OBJECTIVE
Present every line of the listing below as a numbered list, skipping blank lines and leaving the pictures out.

──────── SUPPLIED MATERIAL ────────

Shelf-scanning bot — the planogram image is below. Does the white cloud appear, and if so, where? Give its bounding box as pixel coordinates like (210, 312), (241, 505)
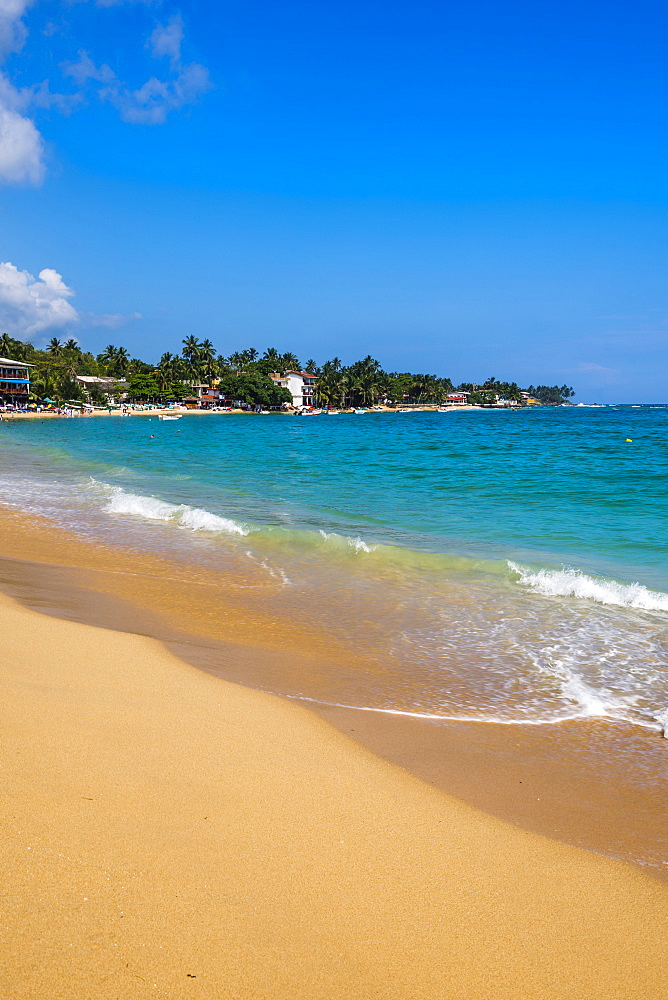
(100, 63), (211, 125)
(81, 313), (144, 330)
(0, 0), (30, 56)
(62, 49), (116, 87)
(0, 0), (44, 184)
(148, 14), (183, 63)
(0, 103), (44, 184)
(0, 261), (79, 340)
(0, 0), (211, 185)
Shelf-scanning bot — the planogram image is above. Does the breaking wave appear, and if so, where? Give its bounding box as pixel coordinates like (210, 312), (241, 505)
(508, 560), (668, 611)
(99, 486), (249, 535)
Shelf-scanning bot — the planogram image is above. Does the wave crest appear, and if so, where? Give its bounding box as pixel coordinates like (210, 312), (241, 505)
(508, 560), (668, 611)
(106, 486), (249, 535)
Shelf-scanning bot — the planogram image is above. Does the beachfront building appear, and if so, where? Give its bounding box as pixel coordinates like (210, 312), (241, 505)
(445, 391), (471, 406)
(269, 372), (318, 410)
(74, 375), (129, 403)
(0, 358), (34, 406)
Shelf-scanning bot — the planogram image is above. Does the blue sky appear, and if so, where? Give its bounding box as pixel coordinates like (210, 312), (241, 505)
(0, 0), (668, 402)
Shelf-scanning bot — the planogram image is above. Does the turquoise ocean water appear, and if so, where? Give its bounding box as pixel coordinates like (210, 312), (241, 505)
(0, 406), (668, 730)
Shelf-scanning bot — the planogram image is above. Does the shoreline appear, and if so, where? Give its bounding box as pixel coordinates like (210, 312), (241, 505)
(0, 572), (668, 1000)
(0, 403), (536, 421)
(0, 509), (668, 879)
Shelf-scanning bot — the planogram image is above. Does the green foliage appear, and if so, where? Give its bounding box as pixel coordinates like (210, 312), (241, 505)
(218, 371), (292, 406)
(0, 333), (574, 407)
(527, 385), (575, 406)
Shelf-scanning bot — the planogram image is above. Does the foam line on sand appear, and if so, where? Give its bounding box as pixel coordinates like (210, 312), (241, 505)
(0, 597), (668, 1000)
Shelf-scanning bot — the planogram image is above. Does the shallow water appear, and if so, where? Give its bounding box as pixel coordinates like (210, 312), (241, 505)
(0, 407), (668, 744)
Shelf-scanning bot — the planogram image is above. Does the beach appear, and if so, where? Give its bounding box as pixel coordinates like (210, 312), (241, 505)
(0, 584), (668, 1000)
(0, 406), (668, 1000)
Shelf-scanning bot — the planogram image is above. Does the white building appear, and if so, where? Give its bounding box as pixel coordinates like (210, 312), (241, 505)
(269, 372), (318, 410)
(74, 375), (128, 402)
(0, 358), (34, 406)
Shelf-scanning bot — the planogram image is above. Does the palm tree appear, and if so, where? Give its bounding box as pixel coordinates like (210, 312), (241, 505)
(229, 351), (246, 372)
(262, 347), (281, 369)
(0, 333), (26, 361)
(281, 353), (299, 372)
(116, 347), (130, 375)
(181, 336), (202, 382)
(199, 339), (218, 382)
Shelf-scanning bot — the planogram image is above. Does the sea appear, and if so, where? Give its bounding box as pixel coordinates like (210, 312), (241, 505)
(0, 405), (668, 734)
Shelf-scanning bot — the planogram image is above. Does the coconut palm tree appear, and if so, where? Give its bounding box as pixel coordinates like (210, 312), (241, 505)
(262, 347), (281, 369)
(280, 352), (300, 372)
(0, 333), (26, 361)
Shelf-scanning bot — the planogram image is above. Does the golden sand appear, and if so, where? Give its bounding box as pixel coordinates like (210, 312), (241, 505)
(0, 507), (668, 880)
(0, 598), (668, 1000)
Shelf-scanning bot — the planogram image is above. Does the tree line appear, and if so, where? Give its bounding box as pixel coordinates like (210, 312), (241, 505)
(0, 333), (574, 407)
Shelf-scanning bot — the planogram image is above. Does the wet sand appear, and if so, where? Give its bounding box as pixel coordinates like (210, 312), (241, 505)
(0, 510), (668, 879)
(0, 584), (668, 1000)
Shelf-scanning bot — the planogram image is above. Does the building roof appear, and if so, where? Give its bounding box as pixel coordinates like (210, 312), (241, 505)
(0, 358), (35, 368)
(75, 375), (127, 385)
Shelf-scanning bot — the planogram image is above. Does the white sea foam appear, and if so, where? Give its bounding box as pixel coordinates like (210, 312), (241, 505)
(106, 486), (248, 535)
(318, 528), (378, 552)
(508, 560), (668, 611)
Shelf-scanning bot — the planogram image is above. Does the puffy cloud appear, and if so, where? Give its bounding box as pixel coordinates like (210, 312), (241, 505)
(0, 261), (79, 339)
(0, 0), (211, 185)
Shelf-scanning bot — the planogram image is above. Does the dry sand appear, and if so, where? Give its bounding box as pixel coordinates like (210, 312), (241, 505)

────────

EXERCISE RESULT
1. Shelf-scanning bot — the planogram image is below. Does the white cloud appear, and if so, where? Give its bounding box as pixel coordinates like (210, 312), (241, 505)
2. (100, 63), (211, 125)
3. (81, 313), (144, 330)
4. (0, 0), (30, 56)
5. (62, 49), (116, 87)
6. (0, 0), (44, 184)
7. (148, 14), (183, 63)
8. (0, 103), (44, 184)
9. (0, 261), (79, 340)
10. (0, 0), (211, 185)
11. Shelf-scanning bot — the planogram image is above. Does the breaking wave appear, and if so, where? Give its bounding box as pixel coordinates like (210, 312), (241, 505)
12. (508, 560), (668, 611)
13. (99, 486), (249, 535)
14. Shelf-scanning bot — the planogram image is above. Does the wave crest appear, and if so, where? Give its bounding box as pixel coordinates like (210, 312), (241, 505)
15. (508, 560), (668, 611)
16. (106, 486), (249, 535)
17. Shelf-scanning bot — the planogram image is above. Does the beachfront building appear, and if so, where? Give its bounding box as pixel coordinates like (210, 312), (241, 505)
18. (445, 391), (471, 406)
19. (269, 372), (318, 410)
20. (74, 375), (129, 403)
21. (0, 358), (34, 406)
22. Shelf-scanning bot — the planogram image is above. Does the blue sky appear, and if so, where? Give its bounding box as pixel coordinates like (210, 312), (241, 505)
23. (0, 0), (668, 402)
24. Shelf-scanning bot — the planogram image is above. Does the turquoise ocean water appear, and if so, where? Give its bounding box as pixel coordinates like (210, 312), (241, 505)
25. (0, 406), (668, 730)
26. Shelf-scanning bot — the planogram image is above. Does the shoreline appear, and if so, where? Give its bounding box as pixel coordinates like (210, 312), (241, 505)
27. (0, 572), (668, 1000)
28. (0, 403), (536, 421)
29. (0, 509), (668, 879)
30. Shelf-scanning bot — the planogram image is above. Does the green foliage appear, and if so, where? Give its bounding box as pixel coordinates like (210, 312), (241, 505)
31. (218, 371), (292, 406)
32. (0, 333), (574, 407)
33. (527, 385), (575, 406)
34. Shelf-scanning bot — the planogram image is above. Does the foam line on sand appear, and if so, where? Give its bounding box as pixel coordinates like (210, 312), (241, 505)
35. (0, 597), (668, 1000)
36. Shelf-scanning bot — the planogram image is above. Does the shallow water appear, and if so, where? Give its bounding box as pixel coordinates like (210, 312), (241, 505)
37. (0, 407), (668, 744)
38. Shelf-scanning bot — the planogram image is above. Does the beach appear, and if so, where? Give its bounding box as pixel coordinates like (210, 312), (241, 505)
39. (0, 584), (668, 1000)
40. (0, 406), (668, 1000)
41. Shelf-scanning bot — the planogram image is above. Does the white building appear, and if so, where? Give its bounding box as pixel coordinates like (210, 312), (241, 505)
42. (269, 372), (318, 410)
43. (74, 375), (128, 402)
44. (0, 358), (34, 406)
45. Shelf-scanning bot — the planogram image is above. Does the palm tree appear, and if so, where? Give its bounding box as pixel coordinates like (210, 312), (241, 505)
46. (229, 351), (246, 372)
47. (262, 347), (281, 369)
48. (0, 333), (26, 361)
49. (281, 353), (299, 372)
50. (116, 347), (130, 375)
51. (181, 336), (202, 382)
52. (199, 339), (218, 382)
53. Shelf-scanning bot — the planogram image is above. Does the sea appear, and if so, where? Give its bounding box as pixel coordinates like (210, 312), (241, 505)
54. (0, 405), (668, 734)
55. Shelf-scanning bot — the planogram image is above. Does the coconut palm tree appear, and if so, where? Give its bounding box as pixel coordinates like (210, 312), (241, 505)
56. (262, 347), (281, 369)
57. (280, 352), (300, 372)
58. (0, 333), (26, 361)
59. Shelf-scanning bot — the planogram image is above. Does the golden sand appear, and if so, where? Give its bounding box as pixel coordinates like (210, 312), (241, 505)
60. (0, 507), (668, 880)
61. (0, 598), (668, 1000)
62. Shelf-scanning bot — the planogram image is above. Does the tree line appear, and if so, where? Give its bounding box as pixel coordinates like (210, 312), (241, 505)
63. (0, 333), (574, 407)
64. Shelf-scanning bot — the planogram image is above. Does the wet sand appear, and if so, where? Give its bounding box as pixel coordinates like (210, 312), (241, 505)
65. (0, 510), (668, 879)
66. (0, 584), (668, 1000)
67. Shelf-scanning bot — the planogram image is above. Does the building roof appear, and if so, where? Give its bounding box as pixel coordinates like (210, 312), (241, 505)
68. (0, 358), (35, 368)
69. (75, 375), (127, 385)
70. Shelf-scanning bot — the planogram image is above. Does the white sea foam appear, and if so, where? Give its bounding box as pixel coordinates like (210, 312), (241, 505)
71. (106, 486), (248, 535)
72. (318, 528), (378, 552)
73. (508, 560), (668, 611)
74. Shelf-scanning bot — the planogram image is above. Does the puffy cloud appear, and if so, where? Give its bounding box as pixel coordinates like (210, 312), (241, 505)
75. (0, 261), (79, 339)
76. (0, 0), (211, 185)
77. Shelf-scanning bot — the planogram image is above. Does the dry sand appear, and if so, where? Give its bounding box as pixel coordinates like (210, 312), (241, 505)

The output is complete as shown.